» EXERCISE DIRECTIONS: Report every line of the records below that contains the string "around", reproducing each such line in full. Treat the match as case-sensitive.

» SOURCE RECORDS:
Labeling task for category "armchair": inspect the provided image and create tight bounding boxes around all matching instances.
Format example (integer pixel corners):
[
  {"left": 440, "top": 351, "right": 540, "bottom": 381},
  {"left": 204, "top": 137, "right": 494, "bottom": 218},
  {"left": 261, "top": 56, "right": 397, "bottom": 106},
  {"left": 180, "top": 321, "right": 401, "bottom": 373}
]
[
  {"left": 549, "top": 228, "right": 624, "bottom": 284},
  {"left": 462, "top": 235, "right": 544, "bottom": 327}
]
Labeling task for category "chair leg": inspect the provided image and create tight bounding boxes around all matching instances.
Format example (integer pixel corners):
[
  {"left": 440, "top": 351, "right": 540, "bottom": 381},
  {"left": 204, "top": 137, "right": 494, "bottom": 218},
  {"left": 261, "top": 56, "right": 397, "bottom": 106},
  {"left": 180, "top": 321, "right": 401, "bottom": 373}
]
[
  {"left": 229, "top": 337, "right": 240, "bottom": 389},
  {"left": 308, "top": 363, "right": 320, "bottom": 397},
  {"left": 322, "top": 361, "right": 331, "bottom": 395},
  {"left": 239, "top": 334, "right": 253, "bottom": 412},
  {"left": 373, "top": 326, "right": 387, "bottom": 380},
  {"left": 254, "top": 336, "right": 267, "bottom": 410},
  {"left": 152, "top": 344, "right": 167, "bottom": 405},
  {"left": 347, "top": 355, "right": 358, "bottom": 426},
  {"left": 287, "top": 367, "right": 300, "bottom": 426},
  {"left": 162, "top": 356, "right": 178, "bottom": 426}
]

» WRITTEN RESPONSE:
Labeling task for category "armchair": inspect the provided image and create tight bounding boxes around all matching instances.
Labeling task for category "chair leg": inspect the provided image and create tight bounding boxes around all matching instances.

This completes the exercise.